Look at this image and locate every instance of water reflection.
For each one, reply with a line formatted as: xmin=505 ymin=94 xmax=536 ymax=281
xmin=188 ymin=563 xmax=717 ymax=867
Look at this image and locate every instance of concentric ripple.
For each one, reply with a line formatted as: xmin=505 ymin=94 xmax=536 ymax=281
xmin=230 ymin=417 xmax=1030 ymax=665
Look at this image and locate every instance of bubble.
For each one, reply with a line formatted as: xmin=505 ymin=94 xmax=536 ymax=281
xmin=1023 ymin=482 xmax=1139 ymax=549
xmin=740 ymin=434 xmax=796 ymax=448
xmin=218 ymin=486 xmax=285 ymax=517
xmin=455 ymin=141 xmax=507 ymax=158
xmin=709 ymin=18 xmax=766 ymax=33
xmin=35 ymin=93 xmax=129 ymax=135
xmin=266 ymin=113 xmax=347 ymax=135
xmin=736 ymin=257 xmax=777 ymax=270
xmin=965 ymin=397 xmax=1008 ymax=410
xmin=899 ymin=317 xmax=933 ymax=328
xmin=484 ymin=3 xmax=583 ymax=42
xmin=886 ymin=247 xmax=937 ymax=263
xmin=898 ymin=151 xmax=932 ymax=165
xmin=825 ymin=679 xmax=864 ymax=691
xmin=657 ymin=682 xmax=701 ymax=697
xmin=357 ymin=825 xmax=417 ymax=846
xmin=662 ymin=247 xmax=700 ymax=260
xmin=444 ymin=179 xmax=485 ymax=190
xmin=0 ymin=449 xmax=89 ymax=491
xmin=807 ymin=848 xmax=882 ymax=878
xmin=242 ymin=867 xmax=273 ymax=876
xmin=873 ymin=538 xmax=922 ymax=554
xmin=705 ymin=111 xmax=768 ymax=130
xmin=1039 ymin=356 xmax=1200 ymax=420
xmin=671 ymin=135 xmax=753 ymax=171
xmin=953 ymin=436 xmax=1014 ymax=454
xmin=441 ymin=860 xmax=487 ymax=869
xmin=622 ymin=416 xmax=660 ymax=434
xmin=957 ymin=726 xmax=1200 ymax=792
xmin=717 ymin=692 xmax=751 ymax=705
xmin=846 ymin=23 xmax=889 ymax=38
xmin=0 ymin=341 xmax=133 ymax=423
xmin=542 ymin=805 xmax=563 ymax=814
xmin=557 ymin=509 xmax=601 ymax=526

» **About this exercise**
When you answer, repeat every record exactly, omitting nothing.

» **Your response**
Look at this image and locate every instance of water reflection.
For each one, reply with a line formatted as: xmin=505 ymin=94 xmax=536 ymax=281
xmin=188 ymin=563 xmax=717 ymax=867
Look at this image and locate every instance of concentric ripple.
For each one, reply with a line formatted as: xmin=505 ymin=94 xmax=536 ymax=281
xmin=230 ymin=417 xmax=1030 ymax=665
Look at this image and locate every instance of bubble.
For each one, reply with a line formatted as: xmin=505 ymin=94 xmax=536 ymax=281
xmin=1023 ymin=482 xmax=1139 ymax=549
xmin=740 ymin=434 xmax=796 ymax=448
xmin=218 ymin=486 xmax=285 ymax=517
xmin=455 ymin=141 xmax=507 ymax=158
xmin=709 ymin=18 xmax=766 ymax=33
xmin=35 ymin=93 xmax=129 ymax=135
xmin=266 ymin=113 xmax=347 ymax=135
xmin=736 ymin=257 xmax=777 ymax=270
xmin=965 ymin=397 xmax=1008 ymax=410
xmin=899 ymin=317 xmax=933 ymax=328
xmin=484 ymin=3 xmax=583 ymax=42
xmin=886 ymin=247 xmax=937 ymax=263
xmin=898 ymin=151 xmax=932 ymax=165
xmin=825 ymin=679 xmax=864 ymax=691
xmin=657 ymin=682 xmax=701 ymax=697
xmin=357 ymin=825 xmax=417 ymax=846
xmin=662 ymin=247 xmax=700 ymax=260
xmin=444 ymin=179 xmax=485 ymax=190
xmin=0 ymin=449 xmax=89 ymax=491
xmin=807 ymin=848 xmax=882 ymax=878
xmin=242 ymin=867 xmax=273 ymax=876
xmin=873 ymin=538 xmax=922 ymax=554
xmin=705 ymin=111 xmax=768 ymax=130
xmin=1039 ymin=356 xmax=1200 ymax=420
xmin=671 ymin=135 xmax=753 ymax=171
xmin=953 ymin=436 xmax=1014 ymax=454
xmin=441 ymin=860 xmax=487 ymax=869
xmin=622 ymin=416 xmax=660 ymax=434
xmin=957 ymin=726 xmax=1200 ymax=792
xmin=717 ymin=692 xmax=751 ymax=705
xmin=846 ymin=23 xmax=889 ymax=38
xmin=0 ymin=341 xmax=133 ymax=423
xmin=542 ymin=805 xmax=563 ymax=814
xmin=557 ymin=509 xmax=601 ymax=526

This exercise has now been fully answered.